• _What is expected_:
Render each line of the material below as one string in a JSON list, skipping blank lines and omitting the pictures.

»»

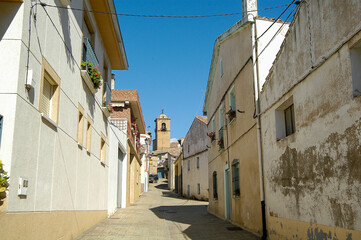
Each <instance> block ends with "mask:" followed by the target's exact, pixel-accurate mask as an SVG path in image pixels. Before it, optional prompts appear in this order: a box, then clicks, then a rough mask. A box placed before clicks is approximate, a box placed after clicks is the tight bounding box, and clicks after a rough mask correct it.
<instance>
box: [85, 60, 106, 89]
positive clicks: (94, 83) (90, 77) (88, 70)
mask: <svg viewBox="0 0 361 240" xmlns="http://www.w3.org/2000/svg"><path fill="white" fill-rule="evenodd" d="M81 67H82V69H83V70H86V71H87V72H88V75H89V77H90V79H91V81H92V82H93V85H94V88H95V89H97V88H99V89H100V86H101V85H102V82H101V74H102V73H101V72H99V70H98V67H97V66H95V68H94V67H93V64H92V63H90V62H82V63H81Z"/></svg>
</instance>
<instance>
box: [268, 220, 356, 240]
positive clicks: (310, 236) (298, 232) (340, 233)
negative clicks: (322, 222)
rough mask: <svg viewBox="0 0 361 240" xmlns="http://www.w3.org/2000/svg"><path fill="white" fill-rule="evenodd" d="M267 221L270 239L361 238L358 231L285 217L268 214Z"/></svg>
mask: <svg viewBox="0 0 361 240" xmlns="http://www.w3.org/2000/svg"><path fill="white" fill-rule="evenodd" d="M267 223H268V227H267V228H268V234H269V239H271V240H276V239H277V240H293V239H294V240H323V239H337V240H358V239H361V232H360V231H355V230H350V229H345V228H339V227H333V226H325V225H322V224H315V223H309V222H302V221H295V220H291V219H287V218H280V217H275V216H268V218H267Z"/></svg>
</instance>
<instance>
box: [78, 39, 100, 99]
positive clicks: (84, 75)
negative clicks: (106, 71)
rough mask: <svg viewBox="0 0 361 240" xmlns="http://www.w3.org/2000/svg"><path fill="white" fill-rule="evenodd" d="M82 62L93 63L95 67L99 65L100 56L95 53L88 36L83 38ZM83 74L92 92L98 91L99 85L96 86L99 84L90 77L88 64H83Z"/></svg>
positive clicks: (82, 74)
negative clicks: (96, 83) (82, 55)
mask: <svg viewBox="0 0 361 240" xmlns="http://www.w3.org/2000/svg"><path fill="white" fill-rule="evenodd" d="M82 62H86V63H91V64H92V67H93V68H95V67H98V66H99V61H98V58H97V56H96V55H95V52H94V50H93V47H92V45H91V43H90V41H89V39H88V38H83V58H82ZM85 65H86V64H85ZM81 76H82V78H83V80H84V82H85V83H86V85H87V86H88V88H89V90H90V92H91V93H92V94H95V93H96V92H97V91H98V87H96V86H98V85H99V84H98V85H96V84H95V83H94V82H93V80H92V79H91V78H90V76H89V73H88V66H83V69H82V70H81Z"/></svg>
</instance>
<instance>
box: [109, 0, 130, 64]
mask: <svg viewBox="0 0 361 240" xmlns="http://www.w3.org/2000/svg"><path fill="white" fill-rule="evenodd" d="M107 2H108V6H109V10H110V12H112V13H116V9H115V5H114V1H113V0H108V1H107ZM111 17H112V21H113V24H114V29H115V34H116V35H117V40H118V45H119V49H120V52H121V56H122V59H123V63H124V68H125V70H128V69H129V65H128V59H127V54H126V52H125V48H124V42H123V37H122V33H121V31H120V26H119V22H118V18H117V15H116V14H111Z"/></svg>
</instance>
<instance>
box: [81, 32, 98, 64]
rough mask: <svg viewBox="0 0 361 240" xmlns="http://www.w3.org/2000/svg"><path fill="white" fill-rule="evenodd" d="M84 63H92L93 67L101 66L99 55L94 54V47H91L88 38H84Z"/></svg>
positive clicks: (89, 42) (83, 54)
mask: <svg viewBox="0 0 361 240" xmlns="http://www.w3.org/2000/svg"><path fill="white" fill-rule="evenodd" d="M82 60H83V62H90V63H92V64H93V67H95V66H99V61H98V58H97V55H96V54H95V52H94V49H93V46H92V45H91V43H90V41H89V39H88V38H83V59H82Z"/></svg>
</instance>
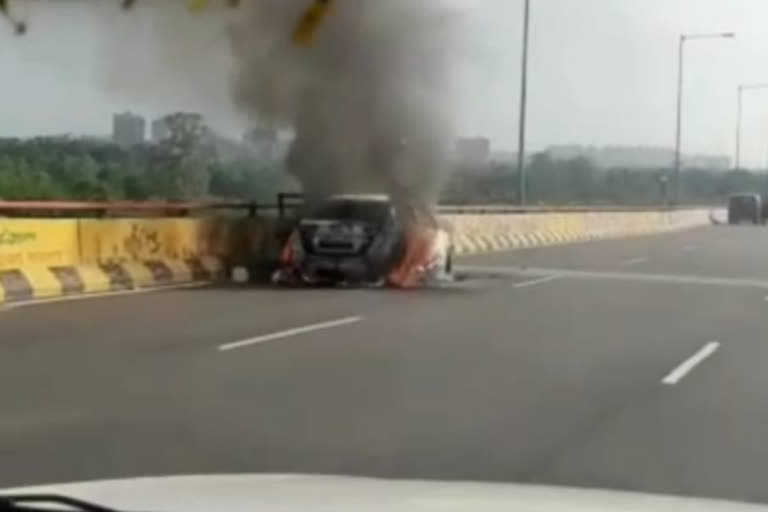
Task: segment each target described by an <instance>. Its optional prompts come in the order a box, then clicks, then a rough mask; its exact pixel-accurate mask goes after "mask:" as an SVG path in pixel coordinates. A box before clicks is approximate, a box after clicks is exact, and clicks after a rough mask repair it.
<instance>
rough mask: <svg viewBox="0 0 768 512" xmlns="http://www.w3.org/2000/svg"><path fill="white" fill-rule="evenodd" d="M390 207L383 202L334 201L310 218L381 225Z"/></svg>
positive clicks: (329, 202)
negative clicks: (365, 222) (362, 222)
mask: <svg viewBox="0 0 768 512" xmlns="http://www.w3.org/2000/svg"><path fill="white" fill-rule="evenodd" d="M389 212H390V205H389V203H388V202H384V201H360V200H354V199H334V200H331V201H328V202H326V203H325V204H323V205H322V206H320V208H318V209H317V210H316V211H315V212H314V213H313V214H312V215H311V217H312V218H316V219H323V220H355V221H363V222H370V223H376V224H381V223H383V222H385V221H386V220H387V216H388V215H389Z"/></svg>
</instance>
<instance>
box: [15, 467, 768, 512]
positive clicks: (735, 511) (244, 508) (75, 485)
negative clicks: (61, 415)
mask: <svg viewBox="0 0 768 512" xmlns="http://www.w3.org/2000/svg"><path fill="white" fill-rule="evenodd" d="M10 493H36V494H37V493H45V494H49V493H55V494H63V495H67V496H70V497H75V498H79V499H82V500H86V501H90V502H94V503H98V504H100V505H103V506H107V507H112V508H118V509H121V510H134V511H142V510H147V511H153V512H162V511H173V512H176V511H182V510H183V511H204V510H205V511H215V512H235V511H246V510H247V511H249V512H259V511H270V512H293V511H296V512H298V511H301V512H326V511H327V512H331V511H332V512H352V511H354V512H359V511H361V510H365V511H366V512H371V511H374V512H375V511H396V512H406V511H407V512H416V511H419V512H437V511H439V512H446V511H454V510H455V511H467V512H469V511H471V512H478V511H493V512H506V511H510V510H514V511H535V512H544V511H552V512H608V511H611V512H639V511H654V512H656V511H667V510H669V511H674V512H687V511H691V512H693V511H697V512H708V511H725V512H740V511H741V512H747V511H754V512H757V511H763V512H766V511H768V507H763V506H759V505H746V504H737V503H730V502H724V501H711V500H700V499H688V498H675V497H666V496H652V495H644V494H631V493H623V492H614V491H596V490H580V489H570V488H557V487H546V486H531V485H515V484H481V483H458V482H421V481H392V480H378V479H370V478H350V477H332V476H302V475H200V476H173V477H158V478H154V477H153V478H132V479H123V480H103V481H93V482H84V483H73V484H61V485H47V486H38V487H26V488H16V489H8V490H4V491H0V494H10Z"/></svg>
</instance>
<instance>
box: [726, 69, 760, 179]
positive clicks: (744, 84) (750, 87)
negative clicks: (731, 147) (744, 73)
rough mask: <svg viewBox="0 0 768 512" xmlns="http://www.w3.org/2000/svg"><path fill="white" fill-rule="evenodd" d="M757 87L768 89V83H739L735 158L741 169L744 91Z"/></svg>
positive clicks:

««

• _Response_:
[
  "Each <instance> block ends with \"mask:\" followed by the target's exact, pixel-accurate mask as an SVG path in image pixels. Before it, optional prompts appear in this order: a box, then clicks, then a rough mask. A box placed before clicks is approximate, a box placed after clicks is the tight bounding box, and clicks after a rough mask correct it.",
  "<instance>",
  "box: [85, 60, 106, 89]",
  "positive clicks: (94, 83) (90, 77) (88, 70)",
  "mask: <svg viewBox=\"0 0 361 240\" xmlns=\"http://www.w3.org/2000/svg\"><path fill=\"white\" fill-rule=\"evenodd\" d=\"M81 67H82V69H83V70H86V71H87V72H88V75H89V77H90V79H91V81H92V82H93V85H94V88H95V89H97V88H99V89H100V86H101V85H102V82H101V74H102V73H101V72H99V70H98V67H97V66H95V68H94V67H93V64H92V63H90V62H82V63H81Z\"/></svg>",
  "</instance>",
  "<instance>",
  "box: [268, 220, 356, 240]",
  "positive clicks: (310, 236) (298, 232) (340, 233)",
  "negative clicks: (322, 222)",
  "rough mask: <svg viewBox=\"0 0 361 240\" xmlns=\"http://www.w3.org/2000/svg\"><path fill=\"white\" fill-rule=\"evenodd\" d=\"M267 221L270 239L361 238L358 231L285 217L268 214Z\"/></svg>",
  "mask: <svg viewBox=\"0 0 361 240\" xmlns=\"http://www.w3.org/2000/svg\"><path fill=\"white\" fill-rule=\"evenodd\" d=\"M267 223H268V227H267V228H268V234H269V239H271V240H276V239H277V240H293V239H294V240H323V239H337V240H358V239H361V232H360V231H355V230H350V229H345V228H339V227H333V226H325V225H322V224H315V223H309V222H302V221H295V220H291V219H287V218H280V217H275V216H268V218H267Z\"/></svg>",
  "</instance>",
  "<instance>",
  "box: [78, 39, 100, 99]",
  "positive clicks: (84, 75)",
  "negative clicks: (106, 71)",
  "rough mask: <svg viewBox=\"0 0 361 240\" xmlns=\"http://www.w3.org/2000/svg\"><path fill=\"white\" fill-rule=\"evenodd\" d=\"M82 62L93 63L95 67L99 65L100 56L95 53L88 36L83 38ZM83 74L92 92L98 91L99 85L96 86L99 84L90 77L88 64H83Z\"/></svg>",
  "positive clicks: (82, 74)",
  "negative clicks: (96, 83) (82, 55)",
  "mask: <svg viewBox=\"0 0 361 240\" xmlns=\"http://www.w3.org/2000/svg\"><path fill=\"white\" fill-rule=\"evenodd\" d=\"M82 62H86V63H91V64H92V67H93V68H95V67H98V66H99V61H98V58H97V56H96V55H95V52H94V50H93V47H92V45H91V43H90V41H89V39H88V38H83V58H82ZM85 65H86V64H85ZM81 76H82V78H83V80H84V82H85V83H86V85H87V86H88V88H89V90H90V92H91V93H92V94H95V93H96V92H97V91H98V87H96V86H98V85H99V84H98V85H96V84H95V83H94V82H93V80H92V79H91V78H90V76H89V73H88V66H83V69H82V70H81Z\"/></svg>",
  "</instance>",
  "<instance>",
  "box: [109, 0, 130, 64]",
  "mask: <svg viewBox=\"0 0 361 240\" xmlns=\"http://www.w3.org/2000/svg\"><path fill=\"white\" fill-rule=\"evenodd\" d=\"M107 2H108V6H109V10H110V12H112V13H116V9H115V5H114V1H113V0H108V1H107ZM111 17H112V21H113V24H114V29H115V34H116V35H117V40H118V45H119V49H120V52H121V56H122V59H123V63H124V68H125V70H128V69H129V65H128V59H127V54H126V52H125V48H124V42H123V37H122V33H121V31H120V26H119V22H118V18H117V15H116V14H111Z\"/></svg>",
  "</instance>",
  "<instance>",
  "box: [81, 32, 98, 64]",
  "rough mask: <svg viewBox=\"0 0 361 240\" xmlns=\"http://www.w3.org/2000/svg\"><path fill=\"white\" fill-rule=\"evenodd\" d=\"M84 63H92L93 67L101 66L99 55L94 54V47H91L88 38H84Z\"/></svg>",
  "positive clicks: (89, 42) (83, 54)",
  "mask: <svg viewBox=\"0 0 361 240\" xmlns=\"http://www.w3.org/2000/svg\"><path fill=\"white\" fill-rule=\"evenodd\" d=\"M82 60H83V62H90V63H92V64H93V67H95V66H99V61H98V58H97V55H96V54H95V52H94V49H93V46H92V45H91V43H90V41H89V39H88V38H83V59H82Z\"/></svg>",
  "</instance>",
  "Task: segment each target described by an <instance>. Its optional prompts come in the order a box, then clicks, then a rough mask; its exact pixel-accurate mask goes after \"mask:\" as an SVG path in pixel coordinates. A box before clicks is approximate, a box after clicks is exact, and clicks after a rough mask repair it.",
  "<instance>",
  "rough mask: <svg viewBox=\"0 0 768 512\" xmlns=\"http://www.w3.org/2000/svg\"><path fill=\"white\" fill-rule=\"evenodd\" d=\"M390 207L383 202L334 201L310 218L381 225Z\"/></svg>",
  "positive clicks: (329, 202)",
  "negative clicks: (365, 222) (362, 222)",
  "mask: <svg viewBox=\"0 0 768 512\" xmlns=\"http://www.w3.org/2000/svg\"><path fill=\"white\" fill-rule=\"evenodd\" d=\"M389 212H390V205H389V203H388V202H384V201H360V200H354V199H334V200H331V201H328V202H326V203H325V204H323V205H322V206H320V208H318V209H317V210H316V211H315V212H314V213H313V214H312V215H311V217H312V218H316V219H323V220H355V221H363V222H370V223H376V224H381V223H383V222H385V221H386V220H387V216H388V215H389Z\"/></svg>",
  "</instance>",
  "<instance>",
  "box: [15, 467, 768, 512]",
  "positive clicks: (735, 511) (244, 508) (75, 485)",
  "negative clicks: (61, 415)",
  "mask: <svg viewBox=\"0 0 768 512\" xmlns=\"http://www.w3.org/2000/svg\"><path fill=\"white\" fill-rule=\"evenodd\" d=\"M10 493H36V494H37V493H45V494H49V493H55V494H63V495H67V496H70V497H75V498H79V499H82V500H86V501H90V502H94V503H98V504H100V505H103V506H107V507H112V508H118V509H121V510H134V511H142V510H147V511H153V512H162V511H173V512H176V511H182V510H183V511H204V510H205V511H215V512H235V511H246V510H247V511H249V512H259V511H270V512H293V511H296V512H298V511H301V512H326V511H327V512H331V511H332V512H352V511H354V512H359V511H361V510H365V511H366V512H371V511H374V512H375V511H396V512H406V511H407V512H416V511H419V512H437V511H439V512H446V511H454V510H455V511H467V512H469V511H471V512H478V511H493V512H506V511H510V510H514V511H535V512H544V511H552V512H608V511H611V512H639V511H654V512H656V511H667V510H669V511H674V512H687V511H691V512H693V511H697V512H708V511H725V512H740V511H741V512H747V511H754V512H757V511H763V512H766V511H768V507H763V506H759V505H746V504H737V503H730V502H724V501H711V500H700V499H688V498H675V497H666V496H652V495H644V494H631V493H623V492H614V491H596V490H580V489H570V488H557V487H546V486H531V485H515V484H481V483H458V482H421V481H392V480H378V479H370V478H350V477H332V476H302V475H200V476H173V477H158V478H154V477H153V478H132V479H123V480H103V481H93V482H84V483H73V484H61V485H47V486H38V487H26V488H16V489H8V490H4V491H0V494H10Z\"/></svg>",
  "</instance>",
  "<instance>",
  "box: [726, 69, 760, 179]",
  "positive clicks: (744, 84) (750, 87)",
  "negative clicks: (731, 147) (744, 73)",
  "rough mask: <svg viewBox=\"0 0 768 512\" xmlns=\"http://www.w3.org/2000/svg\"><path fill=\"white\" fill-rule=\"evenodd\" d=\"M757 87L768 89V83H739L735 158L741 169L744 91Z\"/></svg>",
  "positive clicks:"
]